● Source document:
One in five Kiwis say their doctor has recommended unnecessary tests or treatment

Shot of shelves stocked with various medicinal products in a pharmacy
Photo credit: Getty/ file

One in five Kiwis believe their doctor has recommended a test or treatment that is not necessary, a survey has shown.

Despite this suspicion, 20 percent of people went ahead and had the test or treatment anyway rather than speaking to their doctor about why it was necessary.

The survey was jointly carried about by Consumer NZ and the Council of Medical Colleges, as part of the organisations' 'Choosing Wisely' campaign to encourage consumers to communicate more effectively with doctors.

Over a third of the survey's respondents felt that some tests or treatments recommended by doctors did not benefit the patient.

● Dataset extract:

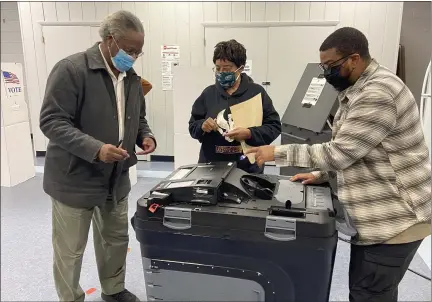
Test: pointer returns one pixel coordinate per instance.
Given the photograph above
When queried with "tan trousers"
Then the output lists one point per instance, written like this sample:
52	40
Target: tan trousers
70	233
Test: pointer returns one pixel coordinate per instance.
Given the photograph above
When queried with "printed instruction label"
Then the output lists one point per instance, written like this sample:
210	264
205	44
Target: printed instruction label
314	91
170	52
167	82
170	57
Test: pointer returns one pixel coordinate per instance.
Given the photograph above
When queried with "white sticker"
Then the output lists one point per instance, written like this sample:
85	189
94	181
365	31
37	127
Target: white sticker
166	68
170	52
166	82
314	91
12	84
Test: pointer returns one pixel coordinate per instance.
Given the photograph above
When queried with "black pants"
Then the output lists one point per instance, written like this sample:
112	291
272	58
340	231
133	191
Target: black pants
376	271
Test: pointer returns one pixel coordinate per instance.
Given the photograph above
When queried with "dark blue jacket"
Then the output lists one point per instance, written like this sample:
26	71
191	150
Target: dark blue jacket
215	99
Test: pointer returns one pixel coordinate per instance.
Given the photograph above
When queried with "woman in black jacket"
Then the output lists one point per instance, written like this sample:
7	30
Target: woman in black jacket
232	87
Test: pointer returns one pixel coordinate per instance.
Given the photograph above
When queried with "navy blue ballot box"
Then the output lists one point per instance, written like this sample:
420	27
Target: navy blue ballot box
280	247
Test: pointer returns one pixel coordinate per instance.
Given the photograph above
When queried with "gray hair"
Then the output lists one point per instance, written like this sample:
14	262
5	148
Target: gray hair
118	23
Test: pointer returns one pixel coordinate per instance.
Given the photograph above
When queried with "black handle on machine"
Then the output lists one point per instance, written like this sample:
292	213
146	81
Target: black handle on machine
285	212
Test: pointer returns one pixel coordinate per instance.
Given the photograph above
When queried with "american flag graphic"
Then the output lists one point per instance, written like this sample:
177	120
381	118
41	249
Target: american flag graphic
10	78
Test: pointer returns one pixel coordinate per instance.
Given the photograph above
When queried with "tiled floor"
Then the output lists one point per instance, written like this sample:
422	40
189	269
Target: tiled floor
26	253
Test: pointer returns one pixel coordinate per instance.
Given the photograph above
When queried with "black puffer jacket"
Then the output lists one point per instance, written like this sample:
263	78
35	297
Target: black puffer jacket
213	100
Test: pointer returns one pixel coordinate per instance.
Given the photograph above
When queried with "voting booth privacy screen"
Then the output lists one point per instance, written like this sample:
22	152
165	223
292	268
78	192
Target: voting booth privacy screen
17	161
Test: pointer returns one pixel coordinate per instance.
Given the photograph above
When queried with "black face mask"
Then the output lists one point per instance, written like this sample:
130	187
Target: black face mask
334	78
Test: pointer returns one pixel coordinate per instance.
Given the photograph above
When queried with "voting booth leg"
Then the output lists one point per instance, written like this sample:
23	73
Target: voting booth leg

● Problem: Reproduce the article on Kiwis and unnecessary medical tests word for word, from its headline to its last sentence.

● Task solution:
One in five Kiwis say their doctor has recommended unnecessary tests or treatment

Shot of shelves stocked with various medicinal products in a pharmacy
Photo credit: Getty/ file

One in five Kiwis believe their doctor has recommended a test or treatment that is not necessary, a survey has shown.

Despite this suspicion, 20 percent of people went ahead and had the test or treatment anyway rather than speaking to their doctor about why it was necessary.

The survey was jointly carried about by Consumer NZ and the Council of Medical Colleges, as part of the organisations' 'Choosing Wisely' campaign to encourage consumers to communicate more effectively with doctors.

Over a third of the survey's respondents felt that some tests or treatments recommended by doctors did not benefit the patient.